# Prompt
Reproduce all entries precisely, down to the last character.

# Records for the task
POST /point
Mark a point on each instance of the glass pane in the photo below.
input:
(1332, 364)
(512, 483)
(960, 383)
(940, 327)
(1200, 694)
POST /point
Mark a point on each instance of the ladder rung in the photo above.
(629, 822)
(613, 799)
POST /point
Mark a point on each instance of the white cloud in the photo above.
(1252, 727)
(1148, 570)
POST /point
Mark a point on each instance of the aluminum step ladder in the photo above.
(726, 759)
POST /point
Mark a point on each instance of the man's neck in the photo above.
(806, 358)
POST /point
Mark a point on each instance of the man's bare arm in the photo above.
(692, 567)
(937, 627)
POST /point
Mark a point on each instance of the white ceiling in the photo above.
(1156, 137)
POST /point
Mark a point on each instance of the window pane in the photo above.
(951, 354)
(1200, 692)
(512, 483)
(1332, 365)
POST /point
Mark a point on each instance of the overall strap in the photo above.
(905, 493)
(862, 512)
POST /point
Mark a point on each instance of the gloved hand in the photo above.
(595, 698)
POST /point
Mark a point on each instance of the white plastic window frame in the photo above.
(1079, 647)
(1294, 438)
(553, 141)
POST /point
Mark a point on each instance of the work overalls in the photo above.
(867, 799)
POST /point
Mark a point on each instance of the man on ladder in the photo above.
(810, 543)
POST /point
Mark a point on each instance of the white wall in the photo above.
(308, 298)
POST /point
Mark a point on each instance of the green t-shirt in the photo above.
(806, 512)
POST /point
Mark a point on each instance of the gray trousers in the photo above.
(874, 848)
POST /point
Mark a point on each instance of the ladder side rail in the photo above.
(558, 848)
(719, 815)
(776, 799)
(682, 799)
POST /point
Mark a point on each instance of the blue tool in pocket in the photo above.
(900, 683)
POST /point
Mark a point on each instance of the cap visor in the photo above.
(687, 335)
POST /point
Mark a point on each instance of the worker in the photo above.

# Final result
POST /point
Mark a point on each instance of the glass pane in the photo below.
input:
(1332, 364)
(512, 483)
(960, 383)
(940, 327)
(1200, 694)
POST /point
Mark a point on each instance of the ladder rung in the photo above.
(629, 822)
(613, 799)
POST /point
Mark a point on each instance of the white cloud in the photo above.
(1252, 727)
(1148, 570)
POST /point
Mark a point on each instance of the aluminum step ladder in the photo above.
(726, 759)
POST /point
Mark a point on each instance of the man's neck in the photo above.
(806, 358)
POST /point
Mark a point on each instance of the man's bare arm in the photo above.
(692, 567)
(937, 627)
POST /point
Mark a point on each instance of the white ceiling in the photo above.
(1156, 137)
POST /point
Mark a point on each instance of the window pane in the photo above.
(951, 354)
(1200, 692)
(512, 483)
(1332, 365)
POST /point
Mark a point on each instance of the overall strap in the photo above.
(905, 493)
(862, 512)
POST /point
Mark a point on each instance of the gloved hand in the photo above.
(595, 698)
POST /point
Mark a point on each instance of the white plastic window frame in the photo above.
(1079, 647)
(1294, 438)
(553, 141)
POST /point
Mark a point on each instance of the work overalls in the photo above.
(867, 799)
POST /point
Mark a point on each instance of the man on ladder in the photo above.
(810, 543)
POST /point
Mark a point on each instance of the white wall in the photo above.
(308, 298)
POST /point
Mark a point on each instance of the green t-shirt in the photo above.
(806, 512)
POST /point
Mark a point on each instance of the gray trousers in the photo above.
(874, 848)
POST /point
Mark a point on each instance of the ladder side rail in the photo above.
(558, 848)
(719, 815)
(776, 799)
(682, 799)
POST /point
Mark a point on each instance of the blue tool in pocket in the photo above.
(900, 683)
POST /point
Mark a point on each instance of the cap visor in the photo above.
(687, 335)
POST /point
Mark a point on each instance of the worker in the photo above.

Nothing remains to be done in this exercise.